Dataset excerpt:

-- start --

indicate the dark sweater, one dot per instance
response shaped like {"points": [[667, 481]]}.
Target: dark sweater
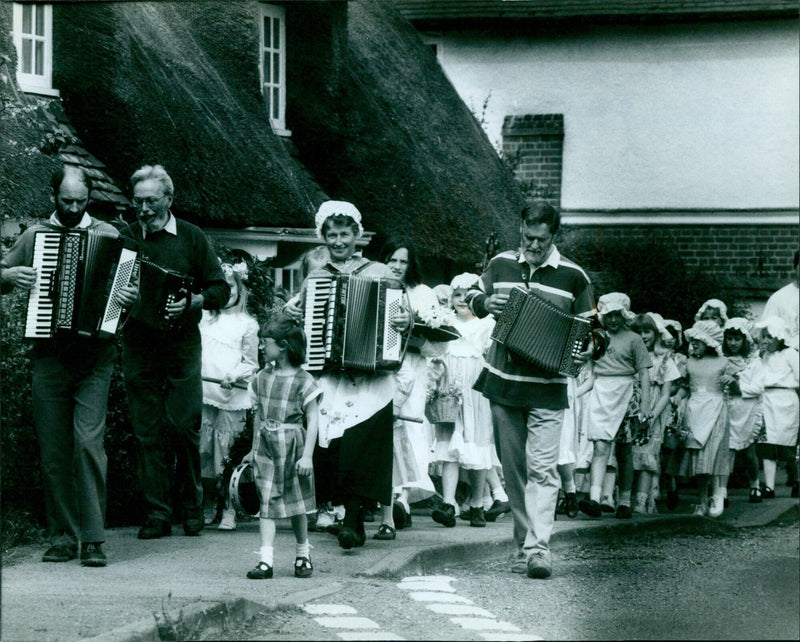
{"points": [[189, 253]]}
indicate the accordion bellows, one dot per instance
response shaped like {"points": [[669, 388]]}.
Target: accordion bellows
{"points": [[542, 334], [347, 324]]}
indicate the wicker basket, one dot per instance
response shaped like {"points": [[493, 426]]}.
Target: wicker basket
{"points": [[443, 409]]}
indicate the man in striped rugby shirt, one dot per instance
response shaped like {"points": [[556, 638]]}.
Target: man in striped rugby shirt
{"points": [[528, 403]]}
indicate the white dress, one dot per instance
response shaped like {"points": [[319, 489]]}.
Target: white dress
{"points": [[471, 442]]}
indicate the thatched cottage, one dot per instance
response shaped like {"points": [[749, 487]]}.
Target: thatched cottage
{"points": [[259, 111]]}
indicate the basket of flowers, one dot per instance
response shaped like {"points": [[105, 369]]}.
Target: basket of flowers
{"points": [[444, 396]]}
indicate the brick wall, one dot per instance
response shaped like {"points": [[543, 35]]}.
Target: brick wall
{"points": [[756, 258], [533, 145]]}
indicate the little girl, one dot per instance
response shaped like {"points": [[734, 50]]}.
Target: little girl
{"points": [[614, 373], [744, 412], [284, 433], [469, 442], [707, 445], [230, 359], [647, 457], [779, 379]]}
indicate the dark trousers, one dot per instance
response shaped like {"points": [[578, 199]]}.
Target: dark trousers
{"points": [[165, 399], [70, 395]]}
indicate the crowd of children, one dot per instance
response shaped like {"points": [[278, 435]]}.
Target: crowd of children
{"points": [[660, 407]]}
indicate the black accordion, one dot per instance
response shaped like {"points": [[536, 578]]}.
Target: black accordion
{"points": [[80, 272], [542, 334], [158, 287], [347, 324]]}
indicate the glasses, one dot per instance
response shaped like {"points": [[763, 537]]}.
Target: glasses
{"points": [[150, 201]]}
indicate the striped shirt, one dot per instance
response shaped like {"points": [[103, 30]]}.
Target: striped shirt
{"points": [[508, 380]]}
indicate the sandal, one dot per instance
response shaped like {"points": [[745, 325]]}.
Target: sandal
{"points": [[262, 571], [302, 567], [385, 532]]}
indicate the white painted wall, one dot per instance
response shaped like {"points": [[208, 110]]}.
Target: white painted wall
{"points": [[679, 116]]}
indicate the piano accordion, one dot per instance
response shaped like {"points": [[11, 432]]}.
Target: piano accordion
{"points": [[347, 324], [158, 287], [541, 333], [80, 272]]}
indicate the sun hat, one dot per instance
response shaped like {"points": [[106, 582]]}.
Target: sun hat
{"points": [[776, 327], [334, 208], [717, 305], [615, 302], [708, 332]]}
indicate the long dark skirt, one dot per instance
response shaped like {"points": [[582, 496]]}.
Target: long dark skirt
{"points": [[357, 464]]}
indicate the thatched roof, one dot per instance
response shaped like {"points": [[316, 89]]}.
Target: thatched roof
{"points": [[398, 141], [170, 83]]}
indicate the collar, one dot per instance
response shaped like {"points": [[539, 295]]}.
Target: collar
{"points": [[171, 227], [85, 222], [552, 259]]}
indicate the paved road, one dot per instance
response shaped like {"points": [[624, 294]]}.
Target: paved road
{"points": [[695, 583]]}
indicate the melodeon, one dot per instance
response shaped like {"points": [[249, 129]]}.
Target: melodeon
{"points": [[347, 324], [542, 334], [159, 287], [80, 272]]}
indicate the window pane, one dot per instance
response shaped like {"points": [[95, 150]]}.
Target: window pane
{"points": [[27, 56], [39, 20], [27, 20], [39, 58]]}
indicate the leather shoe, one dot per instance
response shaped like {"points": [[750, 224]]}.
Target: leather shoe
{"points": [[590, 507], [60, 553], [446, 516], [154, 528], [92, 555]]}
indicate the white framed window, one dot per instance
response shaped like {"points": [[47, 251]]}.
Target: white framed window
{"points": [[33, 39], [272, 64]]}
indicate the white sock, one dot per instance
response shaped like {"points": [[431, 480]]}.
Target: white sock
{"points": [[302, 550]]}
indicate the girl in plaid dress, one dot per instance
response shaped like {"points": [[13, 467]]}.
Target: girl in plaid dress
{"points": [[285, 430]]}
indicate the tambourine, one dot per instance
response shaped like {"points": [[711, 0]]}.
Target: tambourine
{"points": [[243, 492]]}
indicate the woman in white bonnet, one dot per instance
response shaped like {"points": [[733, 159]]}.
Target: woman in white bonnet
{"points": [[353, 465]]}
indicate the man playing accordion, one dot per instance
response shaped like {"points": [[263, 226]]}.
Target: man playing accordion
{"points": [[528, 402]]}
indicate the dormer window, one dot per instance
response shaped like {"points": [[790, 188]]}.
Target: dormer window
{"points": [[272, 64], [33, 39]]}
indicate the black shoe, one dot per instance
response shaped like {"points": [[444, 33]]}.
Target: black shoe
{"points": [[262, 571], [446, 516], [623, 512], [303, 567], [154, 528], [590, 507], [385, 532], [476, 516], [92, 555], [571, 505], [672, 499], [60, 553], [497, 508]]}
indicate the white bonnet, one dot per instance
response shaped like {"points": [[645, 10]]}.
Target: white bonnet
{"points": [[660, 326], [708, 332], [717, 305], [615, 302], [332, 208], [742, 325], [465, 281], [776, 327]]}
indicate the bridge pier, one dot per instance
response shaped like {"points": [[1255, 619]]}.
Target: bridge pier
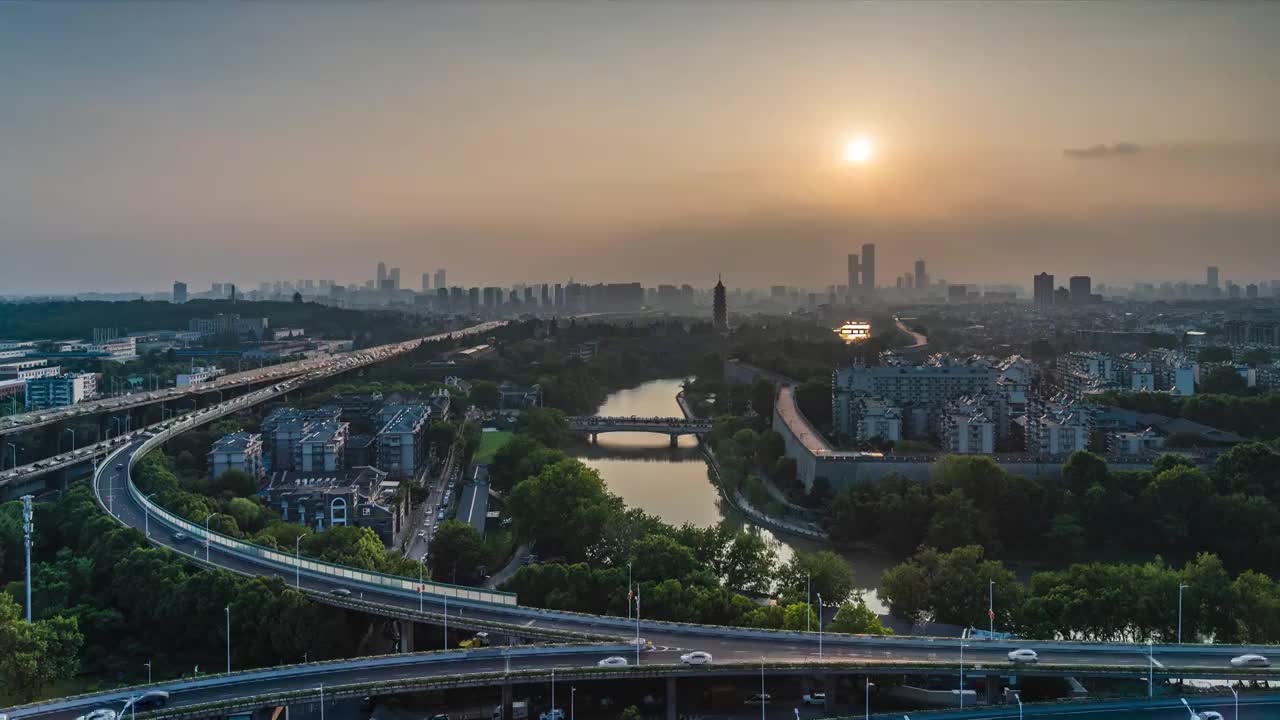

-- end --

■ Short exercise
Reproduce the listing above verbatim from start to finish, omitting the pictures.

■ Answer to the exercise
indicate the dark sweater, one dot per instance
response shaped like {"points": [[667, 481]]}.
Target: dark sweater
{"points": [[189, 253]]}
indicate the accordion bellows, one dot per instance
response shaped like {"points": [[669, 388]]}.
Target: accordion bellows
{"points": [[542, 334], [347, 324]]}
indicate the wicker basket, one dot per instance
response shaped like {"points": [[493, 426]]}.
Target: wicker basket
{"points": [[443, 409]]}
indicate the man in striped rugby shirt, one dot per instance
response shaped like {"points": [[556, 638]]}.
Target: man in striped rugby shirt
{"points": [[528, 403]]}
indicate the white dress, one dot per instance
response shaped like {"points": [[319, 489]]}.
Target: white dress
{"points": [[471, 442]]}
indicate the thatched cottage, one dot per instance
response shaped like {"points": [[749, 487]]}.
Target: thatched cottage
{"points": [[259, 111]]}
indicate the basket of flowers, one dot per instance
response shaped like {"points": [[105, 369]]}.
Target: basket of flowers
{"points": [[444, 396]]}
indicate the brick wall, one dot per instance
response shaped like {"points": [[543, 35]]}.
Target: brick wall
{"points": [[756, 258], [533, 145]]}
indicate the little girl, one dot per instance
response shaped like {"points": [[734, 50]]}.
Target: little girl
{"points": [[614, 373], [744, 412], [284, 433], [469, 442], [707, 445], [230, 359], [647, 457], [779, 379]]}
indicate the dark trousers, one dot per instance
response shaped like {"points": [[578, 199]]}.
Target: dark trousers
{"points": [[165, 399], [70, 395]]}
indicate the crowd of children, one dot per instance
response shaped like {"points": [[278, 435]]}.
Target: crowd of children
{"points": [[660, 407]]}
indicate the black accordion, one dot per instance
response shaped like {"points": [[536, 578]]}.
Target: black accordion
{"points": [[80, 272], [542, 334], [158, 287], [347, 324]]}
indicate the glasses, one dot per instance
response shaped like {"points": [[763, 537]]}.
Target: glasses
{"points": [[150, 201]]}
indicate the striped shirt, one dot per instance
response shaped like {"points": [[103, 30]]}.
Target: striped shirt
{"points": [[508, 380]]}
indicate the sandal, one dot per instance
response shaped like {"points": [[745, 325]]}.
Target: sandal
{"points": [[262, 571], [302, 567], [385, 532]]}
indicate the white painted wall, one dot per instance
response shaped like {"points": [[208, 110]]}.
Target: white painted wall
{"points": [[679, 116]]}
indicate the piano accordion, one dot per instance
response shaped like {"points": [[11, 432]]}.
Target: piano accordion
{"points": [[347, 324], [158, 287], [541, 333], [80, 272]]}
indicate the sun hat, one dot per instance
response shaped like {"points": [[106, 582]]}.
Target: sun hat
{"points": [[776, 327], [334, 208], [717, 305], [615, 302], [708, 332]]}
indicate the long dark skirt, one dot per instance
response shaped like {"points": [[582, 496]]}.
Target: long dark skirt
{"points": [[357, 464]]}
indicate the thatched roof, one dot per instance
response shaped like {"points": [[316, 89]]}.
Target: thatched roof
{"points": [[398, 141], [170, 83]]}
indicate the collar, one dot per instance
response shaped like {"points": [[539, 295]]}.
Target: collar
{"points": [[171, 227], [85, 222], [552, 259]]}
indicate the paved road, one dot per instance
response shaped like {"points": [[624, 294]]}.
Target: paved road
{"points": [[695, 583]]}
indicate the melodeon, one dot per instance
response shaped like {"points": [[249, 129]]}.
Target: melodeon
{"points": [[347, 324], [542, 334], [159, 287], [80, 272]]}
indicate the window pane, one dot per instance
response shaped like {"points": [[95, 150]]}.
Target: window pane
{"points": [[27, 56], [39, 20], [27, 20], [39, 58]]}
indicate the leather shoe, one dot per instance
response shaped like {"points": [[750, 224]]}.
Target: leather shoe
{"points": [[590, 507], [60, 553], [446, 516], [154, 528], [92, 555]]}
indicate the white framed window, one dot per instance
response shaped like {"points": [[47, 251]]}.
Target: white framed window
{"points": [[33, 39], [272, 64]]}
indicate the white sock, one dot per instance
response shaped like {"points": [[431, 480]]}.
Target: white sock
{"points": [[302, 550]]}
indicate the girl in plaid dress, one dot per instance
response shaped like {"points": [[13, 467]]}.
Target: girl in plaid dress
{"points": [[285, 430]]}
indicate the tambourine, one dot per instance
response shaped like {"points": [[711, 0]]}.
Target: tambourine
{"points": [[243, 492]]}
indicate the woman in white bonnet, one dot per instance
response shaped like {"points": [[733, 159]]}.
Target: woman in white bonnet
{"points": [[353, 465]]}
indicate the man playing accordion, one dot per instance
response shaped like {"points": [[263, 226]]}.
Target: man playing accordion
{"points": [[528, 402]]}
indicate the dormer window, one dot per instance
response shaped like {"points": [[790, 188]]}.
Target: dormer window
{"points": [[272, 64], [33, 39]]}
indicate the black shoe, one dot per instance
response shaped like {"points": [[444, 33]]}.
Target: black shoe
{"points": [[262, 571], [446, 516], [623, 512], [303, 567], [154, 528], [590, 507], [385, 532], [476, 516], [92, 555], [571, 505], [672, 499], [60, 553], [497, 508]]}
indicate the white bonnet, one dot per instance
response shaped like {"points": [[645, 10]]}.
Target: white bonnet
{"points": [[660, 326], [708, 332], [717, 305], [615, 302], [332, 208], [742, 325], [465, 281], [776, 327]]}
indicate the bridge pier, one dot per instance
response shaped like {"points": [[1255, 619]]}.
Target: bridge pier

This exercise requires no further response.